ELLERİNE-YÜZLERİNE BULAŞTIRDILAR…

Yazıklar olsun!

Yine… Evet, yine "ellerine, yüzlerine" bulaştırdılar…

Yani bir kere olsun, bir işi, "doğru ve şeffaf" yapabilselerdi…

Şaibeden uzak… Spekülasyona kapalı… Kimsenin; "söz söyleyemeyeceği" bir, becerilik ortaya konulsaydı…

Ama nerde?

İşte; İş-Kur'un mahareti… Bir kez daha; "saç baş" yoldurdu...

***

Malumunuz üzre.. Kamu’ya.. Yani, 32 Kurum'a, 5 bine yakın işçi alınacaktı…

6 aylık bir süre için… Yıllardır, "yapıla" gelen bir istihdam politikası…

Kamuda, toplum yararına çalıştırma…

Ancak!… Bu yıl; "ilk kez" halk huzurunda…

Noter, nezdinde yapılacaktı…

Çünkü; önceki yıllarda; "hayli kafa-kol" ilişkileri yaşandı, yaşatıldı.

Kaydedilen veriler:

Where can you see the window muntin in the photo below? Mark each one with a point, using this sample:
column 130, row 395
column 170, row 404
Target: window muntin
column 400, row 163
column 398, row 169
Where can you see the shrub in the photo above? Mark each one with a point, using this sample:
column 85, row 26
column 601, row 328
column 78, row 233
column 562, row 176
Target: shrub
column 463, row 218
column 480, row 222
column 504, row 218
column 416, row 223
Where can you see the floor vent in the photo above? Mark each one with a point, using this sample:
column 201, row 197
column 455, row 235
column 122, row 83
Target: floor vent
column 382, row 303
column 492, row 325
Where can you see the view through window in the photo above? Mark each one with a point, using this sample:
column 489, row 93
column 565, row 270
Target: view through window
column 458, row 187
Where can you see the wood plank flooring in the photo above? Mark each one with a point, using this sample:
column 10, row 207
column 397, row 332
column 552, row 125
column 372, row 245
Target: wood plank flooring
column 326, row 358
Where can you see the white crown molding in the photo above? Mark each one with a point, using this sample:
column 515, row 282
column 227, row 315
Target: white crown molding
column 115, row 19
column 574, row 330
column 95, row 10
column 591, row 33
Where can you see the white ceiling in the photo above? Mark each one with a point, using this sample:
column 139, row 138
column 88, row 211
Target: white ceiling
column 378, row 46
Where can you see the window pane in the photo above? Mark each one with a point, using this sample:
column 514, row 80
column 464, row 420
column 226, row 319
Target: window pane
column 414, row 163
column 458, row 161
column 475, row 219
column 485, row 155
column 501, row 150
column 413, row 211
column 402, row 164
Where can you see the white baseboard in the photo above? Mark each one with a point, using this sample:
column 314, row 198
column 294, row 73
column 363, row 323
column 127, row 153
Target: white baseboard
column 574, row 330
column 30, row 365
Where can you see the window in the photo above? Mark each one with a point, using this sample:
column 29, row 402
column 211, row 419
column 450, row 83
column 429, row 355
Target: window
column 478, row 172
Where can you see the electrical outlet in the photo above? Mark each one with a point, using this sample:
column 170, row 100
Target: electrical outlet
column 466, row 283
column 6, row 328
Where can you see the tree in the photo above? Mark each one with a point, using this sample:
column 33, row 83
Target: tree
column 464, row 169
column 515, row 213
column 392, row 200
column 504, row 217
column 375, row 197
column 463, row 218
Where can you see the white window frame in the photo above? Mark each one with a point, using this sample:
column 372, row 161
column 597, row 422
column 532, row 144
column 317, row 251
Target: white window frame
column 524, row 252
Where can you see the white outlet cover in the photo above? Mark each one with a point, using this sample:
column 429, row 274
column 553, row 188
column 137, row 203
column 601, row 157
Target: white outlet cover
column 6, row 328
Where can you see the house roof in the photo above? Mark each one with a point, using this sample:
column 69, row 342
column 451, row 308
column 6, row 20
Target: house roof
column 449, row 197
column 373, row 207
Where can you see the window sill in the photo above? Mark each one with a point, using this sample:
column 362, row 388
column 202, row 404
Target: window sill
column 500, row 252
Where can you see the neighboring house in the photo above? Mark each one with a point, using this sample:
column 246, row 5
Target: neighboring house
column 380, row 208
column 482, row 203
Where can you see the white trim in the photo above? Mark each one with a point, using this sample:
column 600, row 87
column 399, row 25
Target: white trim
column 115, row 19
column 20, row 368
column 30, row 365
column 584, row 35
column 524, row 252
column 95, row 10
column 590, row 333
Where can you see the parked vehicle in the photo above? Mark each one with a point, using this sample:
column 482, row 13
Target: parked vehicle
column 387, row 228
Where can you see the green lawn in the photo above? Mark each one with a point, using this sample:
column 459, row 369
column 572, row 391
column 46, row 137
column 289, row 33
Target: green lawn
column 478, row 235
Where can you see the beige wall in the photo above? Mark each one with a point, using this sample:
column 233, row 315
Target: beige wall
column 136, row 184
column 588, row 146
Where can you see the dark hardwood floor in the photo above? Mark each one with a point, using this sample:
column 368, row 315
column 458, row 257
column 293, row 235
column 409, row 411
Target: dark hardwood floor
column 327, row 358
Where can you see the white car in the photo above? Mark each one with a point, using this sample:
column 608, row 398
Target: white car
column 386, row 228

* [Verilen görev]:
İş-Kur'un kamuya işçi alımını konu alan metni baştan sona, kelimesi kelimesine alıntılayın. Yalnızca metinden yararlanın.

* [Alıştırma sonucu]:
ELLERİNE-YÜZLERİNE BULAŞTIRDILAR…

Yazıklar olsun!

Yine… Evet, yine "ellerine, yüzlerine" bulaştırdılar…

Yani bir kere olsun, bir işi, "doğru ve şeffaf" yapabilselerdi…

Şaibeden uzak… Spekülasyona kapalı… Kimsenin; "söz söyleyemeyeceği" bir, becerilik ortaya konulsaydı…

Ama nerde?

İşte; İş-Kur'un mahareti… Bir kez daha; "saç baş" yoldurdu...

***

Malumunuz üzre.. Kamu’ya.. Yani, 32 Kurum'a, 5 bine yakın işçi alınacaktı…

6 aylık bir süre için… Yıllardır, "yapıla" gelen bir istihdam politikası…

Kamuda, toplum yararına çalıştırma…

Ancak!… Bu yıl; "ilk kez" halk huzurunda…

Noter, nezdinde yapılacaktı…

Çünkü; önceki yıllarda; "hayli kafa-kol" ilişkileri yaşandı, yaşatıldı.